EXTRACT

★ ★ ★ ★ ★

But all of these pictures and casting decisions made sense in the context of the film.  Batman’s knightly armor, as well as the behemoth Bat-mobile and stripped Bat-pod motorcycle work in the films by taking the subtlety out of Batman’s war on crime and embracing a doctrine of shock and awe.  They’re some of the most visceral, eye-catching and downright fun action sequences of any major blockbuster movie.

Thank god he never played the Devil in a remake of “The Witches of Eastwick”

And there’s really nothing that can be said about Heath Ledger’s portrayal of the Joker that hasn’t already been said (though far too little is said of the performances of Gary Oldman and Aaron Eckhart, the movie’s unsung heroes).  I mean, Ledger walked right up and pimp slapped Nicholson and took the character from him.  That such a young actor had the cojones to even try is amazing; that he won an Oscar for it is incredible!  And deserved.

I came out of the midnight screening of The Dark Knight believing it had trumped the immortal Casablanca as my favorite movie of all time.  It still might be today; the two films alternate depending on how I’m feeling at any given time.

Needless to say, the stakes were immensely–perhaps impossibly–high for the next chapter.  How could they top Ledger’s Joker in this film?  Short answer: they couldn’t.  Nolan and his writing team didn’t follow Joker and Two-Face with another beloved rogue older viewers might remember from the television series, like the Riddler or Penguin or Mister Freeze.  They chose Bane, a character with less than twenty years of history in the comic books, whose only notable contribution to Bat-lore was breaking Batman’s back in a story line called “Knightfall” in the mid-1990s.

All Batman’s training never prepared him for Lucha libre!!!

★ ★ ★ ★ ★

GIVEN TASK
Reproduce the whole passage about Nolan's Batman films word for word, with every punctuation mark unchanged.

★ ★ ★ ★ ★

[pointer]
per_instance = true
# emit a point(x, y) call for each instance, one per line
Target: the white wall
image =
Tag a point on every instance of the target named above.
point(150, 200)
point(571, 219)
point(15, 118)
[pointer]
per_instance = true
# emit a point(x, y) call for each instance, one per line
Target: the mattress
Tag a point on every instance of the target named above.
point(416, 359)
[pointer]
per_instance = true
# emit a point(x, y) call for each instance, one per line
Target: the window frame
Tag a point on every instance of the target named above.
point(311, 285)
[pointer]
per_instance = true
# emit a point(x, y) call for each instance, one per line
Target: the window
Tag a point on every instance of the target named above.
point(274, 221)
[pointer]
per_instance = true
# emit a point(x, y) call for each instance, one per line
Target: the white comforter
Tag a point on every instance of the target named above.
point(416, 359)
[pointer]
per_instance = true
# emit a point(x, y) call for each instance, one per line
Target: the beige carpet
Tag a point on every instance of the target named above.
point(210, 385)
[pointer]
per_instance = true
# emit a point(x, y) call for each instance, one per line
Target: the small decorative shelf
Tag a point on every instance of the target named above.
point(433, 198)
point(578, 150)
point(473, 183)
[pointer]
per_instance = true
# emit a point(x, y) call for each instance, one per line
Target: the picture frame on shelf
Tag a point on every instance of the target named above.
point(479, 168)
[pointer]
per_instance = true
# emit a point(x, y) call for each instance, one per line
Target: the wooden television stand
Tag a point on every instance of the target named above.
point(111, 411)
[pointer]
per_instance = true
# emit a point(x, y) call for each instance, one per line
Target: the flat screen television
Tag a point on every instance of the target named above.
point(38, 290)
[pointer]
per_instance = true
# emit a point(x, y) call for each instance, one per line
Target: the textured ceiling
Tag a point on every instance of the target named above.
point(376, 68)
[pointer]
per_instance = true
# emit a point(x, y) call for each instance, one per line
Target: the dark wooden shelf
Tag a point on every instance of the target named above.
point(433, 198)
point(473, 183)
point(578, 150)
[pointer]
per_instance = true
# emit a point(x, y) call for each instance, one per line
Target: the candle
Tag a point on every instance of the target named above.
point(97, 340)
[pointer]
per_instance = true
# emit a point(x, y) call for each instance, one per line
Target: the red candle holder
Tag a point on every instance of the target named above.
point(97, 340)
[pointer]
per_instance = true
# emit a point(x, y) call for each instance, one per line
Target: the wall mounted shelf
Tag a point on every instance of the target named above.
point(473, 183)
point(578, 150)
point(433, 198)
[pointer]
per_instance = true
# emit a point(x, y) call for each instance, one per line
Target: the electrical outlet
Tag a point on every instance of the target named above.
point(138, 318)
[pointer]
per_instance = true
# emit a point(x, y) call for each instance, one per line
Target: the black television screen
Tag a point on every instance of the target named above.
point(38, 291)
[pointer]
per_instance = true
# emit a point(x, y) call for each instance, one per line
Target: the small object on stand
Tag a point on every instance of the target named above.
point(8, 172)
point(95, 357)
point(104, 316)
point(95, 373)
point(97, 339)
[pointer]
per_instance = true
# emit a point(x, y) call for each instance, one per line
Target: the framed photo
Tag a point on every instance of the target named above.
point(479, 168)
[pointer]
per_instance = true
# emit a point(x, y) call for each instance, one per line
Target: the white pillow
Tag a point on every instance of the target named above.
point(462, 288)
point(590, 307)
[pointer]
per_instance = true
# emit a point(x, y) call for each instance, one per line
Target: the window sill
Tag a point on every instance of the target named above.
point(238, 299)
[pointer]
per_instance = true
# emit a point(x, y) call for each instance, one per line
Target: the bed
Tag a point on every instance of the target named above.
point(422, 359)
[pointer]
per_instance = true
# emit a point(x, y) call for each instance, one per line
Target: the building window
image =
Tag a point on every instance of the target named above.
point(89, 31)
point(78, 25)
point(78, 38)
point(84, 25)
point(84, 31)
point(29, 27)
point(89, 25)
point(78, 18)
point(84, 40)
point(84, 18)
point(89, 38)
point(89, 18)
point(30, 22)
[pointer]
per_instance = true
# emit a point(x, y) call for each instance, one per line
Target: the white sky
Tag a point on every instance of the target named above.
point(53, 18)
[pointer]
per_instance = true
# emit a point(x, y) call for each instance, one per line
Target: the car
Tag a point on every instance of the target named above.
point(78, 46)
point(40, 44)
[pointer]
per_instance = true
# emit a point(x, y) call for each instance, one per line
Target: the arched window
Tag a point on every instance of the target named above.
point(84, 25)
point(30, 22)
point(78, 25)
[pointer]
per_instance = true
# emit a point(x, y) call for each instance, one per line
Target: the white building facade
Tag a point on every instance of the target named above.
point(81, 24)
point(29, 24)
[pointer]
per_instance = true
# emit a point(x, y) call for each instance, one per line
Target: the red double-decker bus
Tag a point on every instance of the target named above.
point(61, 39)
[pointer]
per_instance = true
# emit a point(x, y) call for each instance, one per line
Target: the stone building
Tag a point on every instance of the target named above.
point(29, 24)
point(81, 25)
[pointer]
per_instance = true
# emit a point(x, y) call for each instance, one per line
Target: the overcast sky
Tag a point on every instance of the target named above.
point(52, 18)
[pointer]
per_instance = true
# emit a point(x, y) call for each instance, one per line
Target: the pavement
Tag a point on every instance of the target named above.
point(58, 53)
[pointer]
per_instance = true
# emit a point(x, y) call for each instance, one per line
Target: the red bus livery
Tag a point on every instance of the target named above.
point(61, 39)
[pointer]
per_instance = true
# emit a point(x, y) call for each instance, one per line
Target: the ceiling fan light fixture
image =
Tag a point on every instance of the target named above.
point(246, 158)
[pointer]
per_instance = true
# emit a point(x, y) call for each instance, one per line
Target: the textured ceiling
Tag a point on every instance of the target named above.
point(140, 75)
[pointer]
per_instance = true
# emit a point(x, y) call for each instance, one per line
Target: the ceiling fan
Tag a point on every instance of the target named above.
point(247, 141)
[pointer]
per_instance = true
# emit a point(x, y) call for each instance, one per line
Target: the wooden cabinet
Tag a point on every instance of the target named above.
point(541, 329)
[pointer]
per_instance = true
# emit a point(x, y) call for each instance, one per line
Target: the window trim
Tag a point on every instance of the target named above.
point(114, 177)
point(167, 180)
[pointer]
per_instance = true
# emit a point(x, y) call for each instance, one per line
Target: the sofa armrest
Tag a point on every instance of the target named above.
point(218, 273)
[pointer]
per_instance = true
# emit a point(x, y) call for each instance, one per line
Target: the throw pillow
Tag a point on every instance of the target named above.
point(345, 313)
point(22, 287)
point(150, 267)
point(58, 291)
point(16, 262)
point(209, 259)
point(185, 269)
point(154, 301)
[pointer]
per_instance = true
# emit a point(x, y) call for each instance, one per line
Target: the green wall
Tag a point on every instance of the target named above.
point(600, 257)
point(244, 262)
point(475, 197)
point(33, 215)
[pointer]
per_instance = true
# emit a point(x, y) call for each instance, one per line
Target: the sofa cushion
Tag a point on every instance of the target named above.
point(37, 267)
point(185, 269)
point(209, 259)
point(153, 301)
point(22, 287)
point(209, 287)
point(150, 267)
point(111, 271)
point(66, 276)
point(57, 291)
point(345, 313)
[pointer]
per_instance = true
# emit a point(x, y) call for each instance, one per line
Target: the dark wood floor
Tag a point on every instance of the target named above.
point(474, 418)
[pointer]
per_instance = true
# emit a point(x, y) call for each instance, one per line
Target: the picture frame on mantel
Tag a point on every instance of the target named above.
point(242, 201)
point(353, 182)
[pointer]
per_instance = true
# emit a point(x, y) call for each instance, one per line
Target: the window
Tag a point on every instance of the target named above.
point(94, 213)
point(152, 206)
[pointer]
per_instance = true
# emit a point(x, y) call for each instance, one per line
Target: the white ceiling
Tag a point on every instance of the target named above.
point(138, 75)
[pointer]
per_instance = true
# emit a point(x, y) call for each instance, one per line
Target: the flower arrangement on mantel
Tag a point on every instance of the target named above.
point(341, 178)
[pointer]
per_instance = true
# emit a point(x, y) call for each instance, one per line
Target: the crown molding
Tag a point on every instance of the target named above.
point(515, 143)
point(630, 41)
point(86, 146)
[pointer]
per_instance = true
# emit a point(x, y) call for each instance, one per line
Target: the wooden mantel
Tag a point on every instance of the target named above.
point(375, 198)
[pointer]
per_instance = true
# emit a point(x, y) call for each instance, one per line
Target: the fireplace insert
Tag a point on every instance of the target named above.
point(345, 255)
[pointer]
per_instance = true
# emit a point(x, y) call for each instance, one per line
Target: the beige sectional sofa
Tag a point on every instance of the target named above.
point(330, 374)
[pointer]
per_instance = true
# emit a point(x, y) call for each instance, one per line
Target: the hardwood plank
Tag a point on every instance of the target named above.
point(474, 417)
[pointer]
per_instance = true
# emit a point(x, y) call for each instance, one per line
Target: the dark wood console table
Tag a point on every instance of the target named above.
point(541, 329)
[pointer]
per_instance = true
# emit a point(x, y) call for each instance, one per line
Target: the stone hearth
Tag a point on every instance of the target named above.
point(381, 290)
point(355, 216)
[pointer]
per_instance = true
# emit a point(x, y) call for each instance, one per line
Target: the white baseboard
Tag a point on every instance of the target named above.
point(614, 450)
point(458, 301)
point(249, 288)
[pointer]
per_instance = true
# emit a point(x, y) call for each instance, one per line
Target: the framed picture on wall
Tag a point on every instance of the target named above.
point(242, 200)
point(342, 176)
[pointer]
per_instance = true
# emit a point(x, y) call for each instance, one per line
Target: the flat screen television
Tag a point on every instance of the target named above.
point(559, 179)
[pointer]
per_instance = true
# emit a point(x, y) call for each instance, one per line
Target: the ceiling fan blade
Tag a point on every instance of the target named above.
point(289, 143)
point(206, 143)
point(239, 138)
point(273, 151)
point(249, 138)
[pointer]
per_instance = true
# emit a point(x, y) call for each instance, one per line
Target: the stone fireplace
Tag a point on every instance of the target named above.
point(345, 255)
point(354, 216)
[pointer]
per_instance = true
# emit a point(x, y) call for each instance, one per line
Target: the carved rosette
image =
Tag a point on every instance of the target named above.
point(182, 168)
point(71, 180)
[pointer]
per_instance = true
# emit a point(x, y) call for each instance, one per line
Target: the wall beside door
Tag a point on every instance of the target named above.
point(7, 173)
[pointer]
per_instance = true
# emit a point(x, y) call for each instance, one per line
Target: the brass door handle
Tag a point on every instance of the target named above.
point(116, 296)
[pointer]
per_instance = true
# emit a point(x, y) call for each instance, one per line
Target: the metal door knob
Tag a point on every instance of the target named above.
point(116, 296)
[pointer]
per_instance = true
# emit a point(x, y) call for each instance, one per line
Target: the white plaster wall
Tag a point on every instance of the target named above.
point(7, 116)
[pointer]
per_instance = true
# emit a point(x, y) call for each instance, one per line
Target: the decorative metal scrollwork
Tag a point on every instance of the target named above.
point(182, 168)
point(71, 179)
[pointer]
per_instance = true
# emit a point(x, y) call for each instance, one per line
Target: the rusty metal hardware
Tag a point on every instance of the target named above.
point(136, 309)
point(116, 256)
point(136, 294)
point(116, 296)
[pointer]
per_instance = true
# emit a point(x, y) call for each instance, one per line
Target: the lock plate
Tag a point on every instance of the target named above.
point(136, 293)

★ ★ ★ ★ ★

EXERCISE ANSWER
But all of these pictures and casting decisions made sense in the context of the film.  Batman’s knightly armor, as well as the behemoth Bat-mobile and stripped Bat-pod motorcycle work in the films by taking the subtlety out of Batman’s war on crime and embracing a doctrine of shock and awe.  They’re some of the most visceral, eye-catching and downright fun action sequences of any major blockbuster movie.

Thank god he never played the Devil in a remake of “The Witches of Eastwick”

And there’s really nothing that can be said about Heath Ledger’s portrayal of the Joker that hasn’t already been said (though far too little is said of the performances of Gary Oldman and Aaron Eckhart, the movie’s unsung heroes).  I mean, Ledger walked right up and pimp slapped Nicholson and took the character from him.  That such a young actor had the cojones to even try is amazing; that he won an Oscar for it is incredible!  And deserved.

I came out of the midnight screening of The Dark Knight believing it had trumped the immortal Casablanca as my favorite movie of all time.  It still might be today; the two films alternate depending on how I’m feeling at any given time.

Needless to say, the stakes were immensely–perhaps impossibly–high for the next chapter.  How could they top Ledger’s Joker in this film?  Short answer: they couldn’t.  Nolan and his writing team didn’t follow Joker and Two-Face with another beloved rogue older viewers might remember from the television series, like the Riddler or Penguin or Mister Freeze.  They chose Bane, a character with less than twenty years of history in the comic books, whose only notable contribution to Bat-lore was breaking Batman’s back in a story line called “Knightfall” in the mid-1990s.

All Batman’s training never prepared him for Lucha libre!!!